**Brief 1**
Can you copy the article on the Sugi app, starting at "What is Sugi" and ending at "he created Sugi.", and swap every "carbon impact" for "climate footprint"?
**Brief 2**
Could you extend the article on the Sugi app past its final sentence?

**Source extract**
This week saw the launch of Sugi, an app enabling users to check the carbon impact of their investments.
What is Sugi
Sugi is the first platform in the UK allowing users to check the carbon impact of their investments. It allows them to compare with industry benchmarks with the goal of building a greener portfolio more aligned with their ethical values. Sugi’s founder is Josh Gregory who boasts a 10-year career in investment funds, green finance and conservation. From his experience, Gregory recognised a lack of clarity surrounding green investing, particularly within retail investment. Thus, he created Sugi.
The app targets retail investors and offers a free and straight-forward approach. Unlike ESG ratings, typically complex to use and targeted at experienced investors and asset managers, Sugi shows comprehensive benchmarks. It works with absolute numbers, presenting users the annual carbon impact of each investment alongside an industry average and carbon data for similar investments in the market.
Volume of Data
The app displays impact data for over 15,000 listed equities – 95% of the listed equities market. Additionally, it shows over 3,500 exchange traded funds (ETFs) and certain actively managed funds.
How Does it Work
Users link their investment portfolios, which can include ISAs and SIPPs, to Sugi via Moneyhub’s Open Finance API, enabling them to access personalised impact data. Moneyhub, a market-leading Open Finance data, intelligence and payments platform, connects to more than 80 online investment platforms, covering the majority of the UK market. Moneyhub’s Open Finance data and intelligence API powers the app. This gives users access to the most comprehensive financial data connections on the market.

**Extracted records**
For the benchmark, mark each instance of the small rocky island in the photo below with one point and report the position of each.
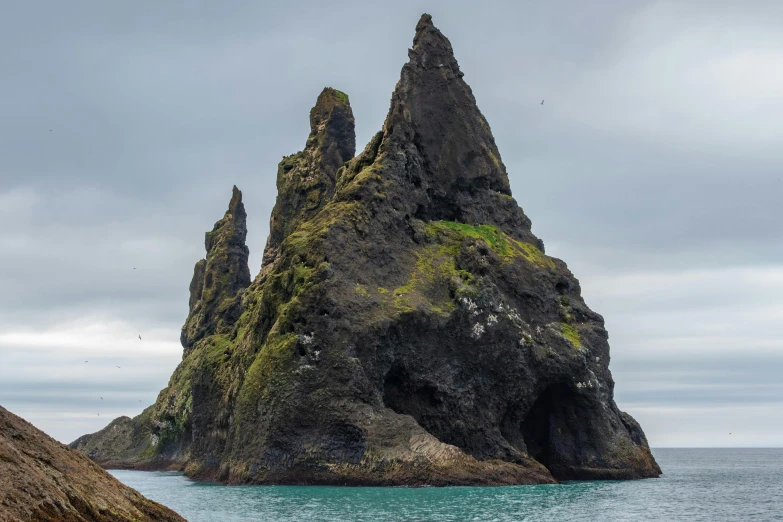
(42, 480)
(406, 327)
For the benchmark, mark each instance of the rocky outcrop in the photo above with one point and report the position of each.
(306, 180)
(406, 327)
(218, 281)
(43, 480)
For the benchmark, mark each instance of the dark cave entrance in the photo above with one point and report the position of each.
(545, 421)
(536, 428)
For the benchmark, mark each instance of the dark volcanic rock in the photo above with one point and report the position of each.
(43, 480)
(406, 326)
(218, 280)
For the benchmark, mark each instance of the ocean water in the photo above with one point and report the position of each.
(698, 484)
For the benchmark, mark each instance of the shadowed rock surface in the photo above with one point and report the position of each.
(406, 327)
(43, 480)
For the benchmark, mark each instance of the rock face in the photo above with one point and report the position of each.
(43, 480)
(406, 326)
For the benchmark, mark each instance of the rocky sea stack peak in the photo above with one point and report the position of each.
(406, 327)
(218, 280)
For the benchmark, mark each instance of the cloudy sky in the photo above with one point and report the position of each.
(653, 168)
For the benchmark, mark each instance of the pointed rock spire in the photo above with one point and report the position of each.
(306, 180)
(434, 116)
(218, 280)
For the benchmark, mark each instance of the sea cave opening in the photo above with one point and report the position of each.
(544, 421)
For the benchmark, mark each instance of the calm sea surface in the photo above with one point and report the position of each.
(698, 484)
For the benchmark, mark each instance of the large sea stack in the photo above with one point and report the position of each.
(42, 480)
(406, 327)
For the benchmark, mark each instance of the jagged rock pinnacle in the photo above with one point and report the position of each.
(435, 122)
(218, 280)
(405, 327)
(306, 180)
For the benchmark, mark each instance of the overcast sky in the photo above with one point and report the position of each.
(653, 169)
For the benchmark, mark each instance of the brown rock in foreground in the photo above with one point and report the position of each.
(43, 480)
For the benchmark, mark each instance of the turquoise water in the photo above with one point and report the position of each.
(698, 484)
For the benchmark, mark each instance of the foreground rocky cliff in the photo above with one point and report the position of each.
(43, 480)
(406, 326)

**Written response 1**
What is Sugi
Sugi is the first platform in the UK allowing users to check the climate footprint of their investments. It allows them to compare with industry benchmarks with the goal of building a greener portfolio more aligned with their ethical values. Sugi’s founder is Josh Gregory who boasts a 10-year career in investment funds, green finance and conservation. From his experience, Gregory recognised a lack of clarity surrounding green investing, particularly within retail investment. Thus, he created Sugi.

**Written response 2**
Sugi’s CEO and Founder, Josh Gregory highlights the positive impact of COVID for accelerating awareness and demand for green investment. Although there is definitely a demand (54% of UK investors looking for positive impact investments), a lot of this is currently lip service.
He explains, “the reasons for this vary. Sustainable investing is full of jargon and investors are rightly concerned about greenwashing. Another problem is ESG ratings: they’re meant to simplify complex issues but are themselves very confusing – even for experienced retail investors. All of this ultimately stops more people getting involved.
“By providing users with simple, objective data, Sugi aims to make green investing easier, understandable and more accessible for everyone.”
Sugi has plans to introduce a wider range of funds and more environmental data in the coming months.